"""

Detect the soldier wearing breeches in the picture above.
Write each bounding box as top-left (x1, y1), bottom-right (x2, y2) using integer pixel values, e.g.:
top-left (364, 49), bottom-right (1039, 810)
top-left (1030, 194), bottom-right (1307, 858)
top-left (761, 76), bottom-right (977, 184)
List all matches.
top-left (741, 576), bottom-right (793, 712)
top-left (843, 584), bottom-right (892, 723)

"""

● **Given exercise**:
Please write out the items again, swapping "breeches" for "boots" and leaving every other word and number as it stands.

● **Finished exercise**:
Detect the soldier wearing boots in the picture above.
Write each bounding box as top-left (x1, y1), bottom-right (x2, y2) using integer pixel values, e.g.:
top-left (364, 49), bottom-right (1039, 810)
top-left (1030, 194), bottom-right (1307, 858)
top-left (761, 76), bottom-right (977, 184)
List all matches.
top-left (741, 576), bottom-right (793, 712)
top-left (843, 584), bottom-right (892, 723)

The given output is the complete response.